(Rows from a pointing dataset)
-*-
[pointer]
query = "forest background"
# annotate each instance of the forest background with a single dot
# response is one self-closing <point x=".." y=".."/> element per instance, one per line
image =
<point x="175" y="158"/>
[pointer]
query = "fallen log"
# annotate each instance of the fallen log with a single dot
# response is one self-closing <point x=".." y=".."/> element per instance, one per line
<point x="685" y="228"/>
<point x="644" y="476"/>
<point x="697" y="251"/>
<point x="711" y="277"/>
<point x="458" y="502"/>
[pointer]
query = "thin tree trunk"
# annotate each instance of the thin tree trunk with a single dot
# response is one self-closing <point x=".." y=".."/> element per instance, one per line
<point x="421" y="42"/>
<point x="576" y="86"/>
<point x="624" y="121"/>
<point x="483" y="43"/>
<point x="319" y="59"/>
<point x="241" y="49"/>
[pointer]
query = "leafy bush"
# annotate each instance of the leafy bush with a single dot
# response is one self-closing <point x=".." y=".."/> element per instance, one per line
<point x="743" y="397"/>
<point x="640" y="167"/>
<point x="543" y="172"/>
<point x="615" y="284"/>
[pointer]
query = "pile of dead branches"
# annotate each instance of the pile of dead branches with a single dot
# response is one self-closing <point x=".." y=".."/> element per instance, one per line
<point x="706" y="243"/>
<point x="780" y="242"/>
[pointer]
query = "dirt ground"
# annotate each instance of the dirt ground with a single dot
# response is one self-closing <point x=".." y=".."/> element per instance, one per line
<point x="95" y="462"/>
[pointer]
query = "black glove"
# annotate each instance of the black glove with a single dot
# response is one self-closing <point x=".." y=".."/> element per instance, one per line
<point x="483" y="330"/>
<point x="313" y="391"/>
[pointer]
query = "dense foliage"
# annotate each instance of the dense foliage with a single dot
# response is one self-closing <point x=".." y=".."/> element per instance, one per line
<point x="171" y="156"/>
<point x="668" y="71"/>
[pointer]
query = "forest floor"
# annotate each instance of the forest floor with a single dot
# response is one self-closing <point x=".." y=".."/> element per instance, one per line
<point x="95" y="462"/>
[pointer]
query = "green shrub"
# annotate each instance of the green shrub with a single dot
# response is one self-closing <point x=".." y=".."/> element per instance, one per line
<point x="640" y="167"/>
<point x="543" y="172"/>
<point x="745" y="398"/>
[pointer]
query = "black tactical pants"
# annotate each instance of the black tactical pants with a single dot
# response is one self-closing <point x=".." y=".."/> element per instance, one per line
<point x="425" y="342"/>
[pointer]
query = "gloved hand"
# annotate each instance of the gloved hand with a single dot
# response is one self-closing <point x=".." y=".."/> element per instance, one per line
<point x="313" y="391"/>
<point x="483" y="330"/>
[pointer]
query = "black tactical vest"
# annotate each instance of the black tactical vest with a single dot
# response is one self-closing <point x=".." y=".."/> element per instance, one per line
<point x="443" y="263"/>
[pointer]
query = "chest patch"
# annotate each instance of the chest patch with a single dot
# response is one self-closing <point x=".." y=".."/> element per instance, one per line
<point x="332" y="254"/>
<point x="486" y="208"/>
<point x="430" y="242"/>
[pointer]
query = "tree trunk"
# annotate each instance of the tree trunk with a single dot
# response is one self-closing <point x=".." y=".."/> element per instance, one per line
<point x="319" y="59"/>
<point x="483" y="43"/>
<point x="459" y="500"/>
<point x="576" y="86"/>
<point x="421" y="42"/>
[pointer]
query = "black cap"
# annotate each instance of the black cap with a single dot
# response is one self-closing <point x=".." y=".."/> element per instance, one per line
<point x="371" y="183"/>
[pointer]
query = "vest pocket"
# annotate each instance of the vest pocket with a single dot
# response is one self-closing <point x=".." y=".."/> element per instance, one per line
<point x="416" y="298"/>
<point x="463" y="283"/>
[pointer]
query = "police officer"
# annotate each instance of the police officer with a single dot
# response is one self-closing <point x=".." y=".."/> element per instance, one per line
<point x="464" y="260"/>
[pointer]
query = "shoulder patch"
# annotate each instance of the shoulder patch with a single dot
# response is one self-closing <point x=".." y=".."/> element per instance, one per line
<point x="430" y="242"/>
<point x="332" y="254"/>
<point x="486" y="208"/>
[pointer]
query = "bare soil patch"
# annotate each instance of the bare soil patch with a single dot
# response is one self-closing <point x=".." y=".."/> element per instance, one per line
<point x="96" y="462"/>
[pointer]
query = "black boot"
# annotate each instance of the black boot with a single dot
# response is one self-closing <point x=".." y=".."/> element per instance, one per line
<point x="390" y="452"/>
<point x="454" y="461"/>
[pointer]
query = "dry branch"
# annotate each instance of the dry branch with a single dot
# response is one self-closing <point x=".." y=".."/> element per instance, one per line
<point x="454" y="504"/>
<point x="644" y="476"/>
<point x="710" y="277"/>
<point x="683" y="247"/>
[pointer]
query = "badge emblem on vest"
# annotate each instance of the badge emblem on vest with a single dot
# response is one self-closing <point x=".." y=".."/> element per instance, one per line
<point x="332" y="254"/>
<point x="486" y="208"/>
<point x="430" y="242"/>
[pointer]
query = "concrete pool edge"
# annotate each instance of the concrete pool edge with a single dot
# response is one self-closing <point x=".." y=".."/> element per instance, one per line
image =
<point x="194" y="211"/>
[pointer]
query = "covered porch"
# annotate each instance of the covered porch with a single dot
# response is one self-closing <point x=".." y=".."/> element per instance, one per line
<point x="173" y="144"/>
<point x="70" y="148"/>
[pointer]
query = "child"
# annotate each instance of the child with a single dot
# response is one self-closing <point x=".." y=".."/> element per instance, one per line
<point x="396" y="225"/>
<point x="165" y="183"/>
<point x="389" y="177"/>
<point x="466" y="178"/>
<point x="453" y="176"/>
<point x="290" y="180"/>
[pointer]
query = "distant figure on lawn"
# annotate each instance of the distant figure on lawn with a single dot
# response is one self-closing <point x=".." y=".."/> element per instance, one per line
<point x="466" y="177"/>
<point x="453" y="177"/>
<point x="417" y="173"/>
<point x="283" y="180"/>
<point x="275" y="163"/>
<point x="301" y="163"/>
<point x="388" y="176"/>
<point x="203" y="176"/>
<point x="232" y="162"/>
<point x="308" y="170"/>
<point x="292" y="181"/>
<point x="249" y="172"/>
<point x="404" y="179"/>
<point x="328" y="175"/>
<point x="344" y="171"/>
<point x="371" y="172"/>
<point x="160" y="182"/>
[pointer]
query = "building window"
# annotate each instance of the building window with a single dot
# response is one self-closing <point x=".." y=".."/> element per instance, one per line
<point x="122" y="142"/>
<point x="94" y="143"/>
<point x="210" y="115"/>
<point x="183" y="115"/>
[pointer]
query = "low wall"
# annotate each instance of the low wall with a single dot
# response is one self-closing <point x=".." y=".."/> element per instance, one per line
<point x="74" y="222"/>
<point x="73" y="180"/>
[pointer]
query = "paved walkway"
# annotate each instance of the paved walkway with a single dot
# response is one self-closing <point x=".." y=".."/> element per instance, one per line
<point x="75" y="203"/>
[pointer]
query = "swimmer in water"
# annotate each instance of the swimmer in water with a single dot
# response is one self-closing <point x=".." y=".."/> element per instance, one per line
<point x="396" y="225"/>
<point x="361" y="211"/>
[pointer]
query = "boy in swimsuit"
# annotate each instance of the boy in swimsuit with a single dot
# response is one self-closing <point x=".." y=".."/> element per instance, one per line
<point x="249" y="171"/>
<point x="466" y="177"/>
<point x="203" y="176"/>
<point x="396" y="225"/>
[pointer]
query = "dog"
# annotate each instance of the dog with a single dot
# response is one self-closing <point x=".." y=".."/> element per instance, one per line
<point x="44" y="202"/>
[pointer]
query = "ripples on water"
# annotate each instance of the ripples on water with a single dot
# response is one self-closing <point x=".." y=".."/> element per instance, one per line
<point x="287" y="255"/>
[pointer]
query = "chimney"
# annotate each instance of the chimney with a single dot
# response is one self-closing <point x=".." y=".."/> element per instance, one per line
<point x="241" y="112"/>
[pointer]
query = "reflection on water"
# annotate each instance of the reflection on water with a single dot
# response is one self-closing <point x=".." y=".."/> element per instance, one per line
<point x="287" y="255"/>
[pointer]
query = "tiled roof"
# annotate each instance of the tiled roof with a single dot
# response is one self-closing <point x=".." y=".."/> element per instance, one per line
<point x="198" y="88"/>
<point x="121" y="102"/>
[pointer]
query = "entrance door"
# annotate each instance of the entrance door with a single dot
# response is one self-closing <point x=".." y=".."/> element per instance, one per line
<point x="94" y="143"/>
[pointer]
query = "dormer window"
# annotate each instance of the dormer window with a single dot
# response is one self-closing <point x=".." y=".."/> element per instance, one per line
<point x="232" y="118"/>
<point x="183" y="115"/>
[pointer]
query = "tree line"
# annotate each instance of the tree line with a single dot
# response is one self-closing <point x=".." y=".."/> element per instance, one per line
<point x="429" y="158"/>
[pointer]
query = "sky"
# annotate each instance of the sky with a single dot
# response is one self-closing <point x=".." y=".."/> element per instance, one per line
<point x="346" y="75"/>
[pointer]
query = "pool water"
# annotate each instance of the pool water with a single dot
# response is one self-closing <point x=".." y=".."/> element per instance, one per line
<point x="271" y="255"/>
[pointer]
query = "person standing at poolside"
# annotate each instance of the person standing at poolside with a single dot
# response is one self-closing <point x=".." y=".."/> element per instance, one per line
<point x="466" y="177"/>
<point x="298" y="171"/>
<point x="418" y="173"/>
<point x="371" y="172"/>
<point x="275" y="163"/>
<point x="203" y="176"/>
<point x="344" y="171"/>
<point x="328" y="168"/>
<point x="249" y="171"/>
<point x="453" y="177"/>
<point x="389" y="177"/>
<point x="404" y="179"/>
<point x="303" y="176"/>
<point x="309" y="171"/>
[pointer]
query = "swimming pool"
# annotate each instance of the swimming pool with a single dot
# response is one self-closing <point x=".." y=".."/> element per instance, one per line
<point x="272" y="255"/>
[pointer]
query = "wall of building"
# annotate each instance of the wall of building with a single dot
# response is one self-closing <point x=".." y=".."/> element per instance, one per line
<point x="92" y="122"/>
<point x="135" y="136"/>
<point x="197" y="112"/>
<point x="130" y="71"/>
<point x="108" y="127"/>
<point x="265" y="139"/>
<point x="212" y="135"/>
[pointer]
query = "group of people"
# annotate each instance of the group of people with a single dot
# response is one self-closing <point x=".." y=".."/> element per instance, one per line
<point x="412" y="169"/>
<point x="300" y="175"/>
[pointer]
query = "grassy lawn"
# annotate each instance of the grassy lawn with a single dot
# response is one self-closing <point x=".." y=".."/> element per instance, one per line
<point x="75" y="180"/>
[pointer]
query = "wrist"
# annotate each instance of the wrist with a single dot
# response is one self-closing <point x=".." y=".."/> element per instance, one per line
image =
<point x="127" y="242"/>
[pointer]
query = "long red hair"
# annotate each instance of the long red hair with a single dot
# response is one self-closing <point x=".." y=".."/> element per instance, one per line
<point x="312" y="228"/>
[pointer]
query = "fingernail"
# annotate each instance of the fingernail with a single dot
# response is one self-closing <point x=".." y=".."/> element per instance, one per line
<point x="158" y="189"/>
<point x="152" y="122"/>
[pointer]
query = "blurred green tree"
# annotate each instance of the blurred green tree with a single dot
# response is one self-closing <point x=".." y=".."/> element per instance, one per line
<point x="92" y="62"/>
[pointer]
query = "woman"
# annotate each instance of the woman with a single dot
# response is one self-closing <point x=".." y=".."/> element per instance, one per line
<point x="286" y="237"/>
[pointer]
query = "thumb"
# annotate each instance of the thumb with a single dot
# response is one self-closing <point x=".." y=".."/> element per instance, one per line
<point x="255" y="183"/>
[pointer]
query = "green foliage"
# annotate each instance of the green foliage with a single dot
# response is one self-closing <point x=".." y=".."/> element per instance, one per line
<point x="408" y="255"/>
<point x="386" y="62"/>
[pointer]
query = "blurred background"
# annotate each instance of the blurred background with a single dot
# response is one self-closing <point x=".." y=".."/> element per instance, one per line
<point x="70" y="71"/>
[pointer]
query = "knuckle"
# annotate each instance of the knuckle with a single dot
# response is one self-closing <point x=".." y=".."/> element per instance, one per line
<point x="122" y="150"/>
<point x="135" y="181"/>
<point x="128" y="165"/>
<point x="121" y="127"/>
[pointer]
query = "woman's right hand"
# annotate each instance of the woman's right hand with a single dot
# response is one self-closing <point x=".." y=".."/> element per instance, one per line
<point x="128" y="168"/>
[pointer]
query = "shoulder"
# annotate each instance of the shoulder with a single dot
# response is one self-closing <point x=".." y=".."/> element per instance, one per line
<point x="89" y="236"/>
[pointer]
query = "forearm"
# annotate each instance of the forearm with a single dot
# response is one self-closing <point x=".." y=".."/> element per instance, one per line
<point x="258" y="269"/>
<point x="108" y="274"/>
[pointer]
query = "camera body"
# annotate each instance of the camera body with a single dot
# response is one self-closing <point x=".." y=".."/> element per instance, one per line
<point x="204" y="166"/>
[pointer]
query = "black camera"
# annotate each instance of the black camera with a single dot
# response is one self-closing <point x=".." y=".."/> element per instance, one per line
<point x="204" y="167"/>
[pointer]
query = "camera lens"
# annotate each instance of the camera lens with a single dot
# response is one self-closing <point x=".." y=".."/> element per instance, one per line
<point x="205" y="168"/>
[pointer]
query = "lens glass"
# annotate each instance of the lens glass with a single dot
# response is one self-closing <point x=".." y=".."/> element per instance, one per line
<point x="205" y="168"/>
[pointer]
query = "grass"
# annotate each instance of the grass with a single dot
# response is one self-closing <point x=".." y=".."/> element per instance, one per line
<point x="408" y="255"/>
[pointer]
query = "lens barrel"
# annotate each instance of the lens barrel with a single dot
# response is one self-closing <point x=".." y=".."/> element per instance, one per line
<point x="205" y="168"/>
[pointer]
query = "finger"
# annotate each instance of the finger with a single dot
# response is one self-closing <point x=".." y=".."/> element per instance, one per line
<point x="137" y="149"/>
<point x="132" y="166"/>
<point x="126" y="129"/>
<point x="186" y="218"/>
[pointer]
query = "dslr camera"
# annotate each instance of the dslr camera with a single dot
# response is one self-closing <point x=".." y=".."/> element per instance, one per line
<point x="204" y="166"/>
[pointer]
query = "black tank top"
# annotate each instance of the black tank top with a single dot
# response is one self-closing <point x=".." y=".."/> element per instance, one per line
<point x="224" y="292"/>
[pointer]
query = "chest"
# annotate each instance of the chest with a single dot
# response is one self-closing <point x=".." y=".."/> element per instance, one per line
-*-
■ Exercise requirements:
Return every line of the data above that contains the string "vest". Case counts.

■ Completed exercise:
query = "black tactical vest"
# annotate each instance of the black tactical vest with a single dot
query = "vest pocket"
# annotate each instance of the vest pocket with a single dot
query = "badge emblem on vest"
# annotate each instance of the badge emblem on vest with a single dot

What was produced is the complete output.